### Assignment 1
In the passage on privatization and immigration, what kind of solution would neighborhood ownership provide?
### Assignment 2
Extend the passage on privatization and immigration with a few more sentences, picking up after its final sentence.

### Extracted text
[Start of Attachment]

However, on rethinking immigration on the basis of the anarcho-capitalist model, it became clear to me that a totally privatized country would not have "open borders" at all. If every piece of land in a country were owned by some person, group, or corporation, this would mean that no immigrant could enter there unless invited to enter and allowed to rent, or purchase, property. A totally privatized country would be as "closed" as the particular inhabitants and property owners desire. It seems clear, then, that the regime of open borders that exists de facto in the U.S. really amounts to a compulsory opening by the central state, the state in charge of all streets and public land areas, and does not genuinely reflect the wishes of the proprietors.
Under total privatization, many local conflicts and "externality" problems-not merely the immigration problem-would be neatly settled. With every locale and neighborhood owned by private firms, corporations, or contractual communities, true diversity would reign, in accordance with the preferences of each community. Some neighborhoods would be ethnically or economically diverse, while others would be ethnically or economically homogeneous. Some localities would permit pornography or prostitution or drugs or abortions, others would prohibit any or all of them. The prohibitions would not be state imposed, but would simply be requirements for residence or use of some person's or community's land area. While statists who have the itch to impose their values on everyone else would be disappointed, every group or interest would at least have the satisfaction of living in neighborhoods of people who share its values and preferences. While neighborhood ownership would not provide Utopia or a panacea for all conflict, it would at least provide a "second-best" solution that most people might be willing to live with.

[End of Attachment]

### Data section
[Start of Attachment]

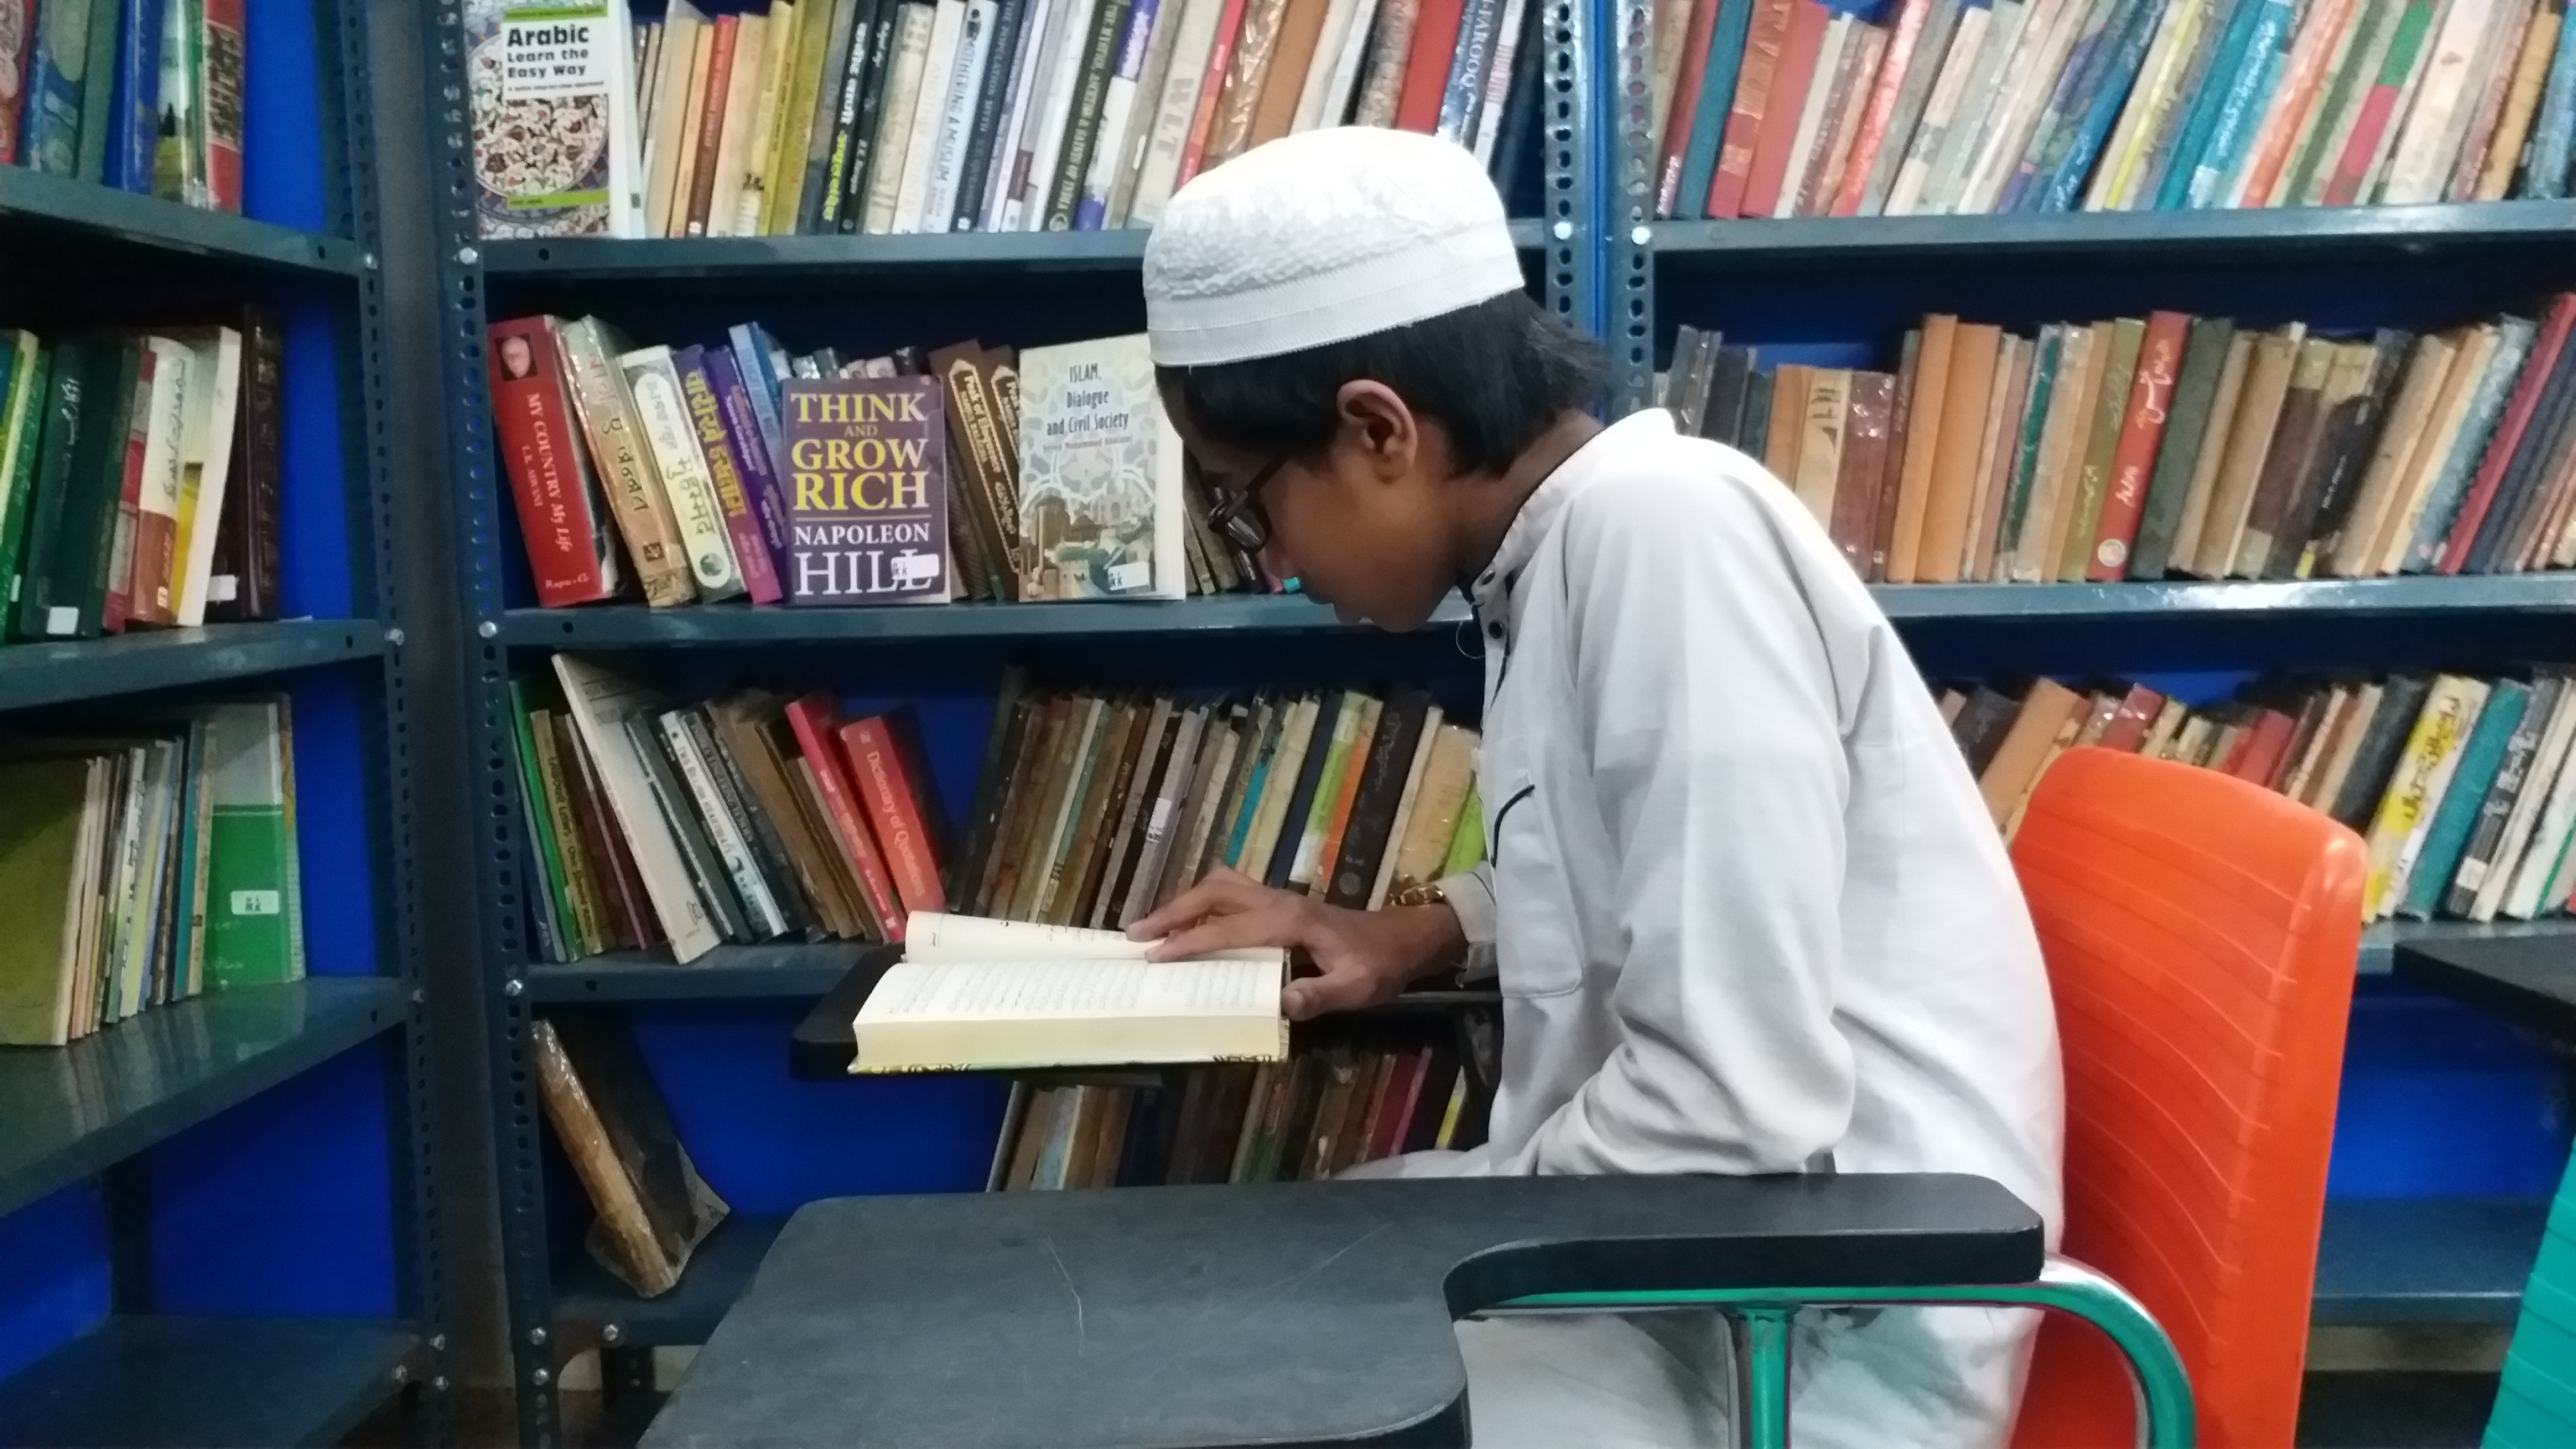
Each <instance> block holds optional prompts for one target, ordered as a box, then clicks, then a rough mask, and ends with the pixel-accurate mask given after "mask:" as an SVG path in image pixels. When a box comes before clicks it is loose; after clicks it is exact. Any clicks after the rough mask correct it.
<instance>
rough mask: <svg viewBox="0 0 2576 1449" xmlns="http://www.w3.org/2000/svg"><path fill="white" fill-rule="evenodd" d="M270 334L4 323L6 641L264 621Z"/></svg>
mask: <svg viewBox="0 0 2576 1449" xmlns="http://www.w3.org/2000/svg"><path fill="white" fill-rule="evenodd" d="M281 407H283V340H281V333H278V327H276V322H270V320H268V317H263V315H250V317H245V322H242V327H167V330H155V333H95V335H72V338H57V340H52V343H46V340H41V338H36V335H33V333H10V330H0V578H5V580H8V588H10V606H8V637H10V639H95V637H100V634H118V632H126V629H157V627H193V624H206V621H242V619H276V611H278V482H281Z"/></svg>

[End of Attachment]

### Task result 1
A "second-best" solution that most people might be willing to live with.

### Task result 2
Ultimately, Rothbard was consistent in viewing property rights as the best yet imperfect way to deal with thorny questions of nationhood, self-determination, and immigration. Ironically, both his fans and detractors alternatively claim he favored open borders or statist restrictions on immigration. In fact his thoughts on immigration evolved over the years, as one might expect from any scholar with a long career. And he always favored peaceful, private solutions to the problems created by governments in the first place.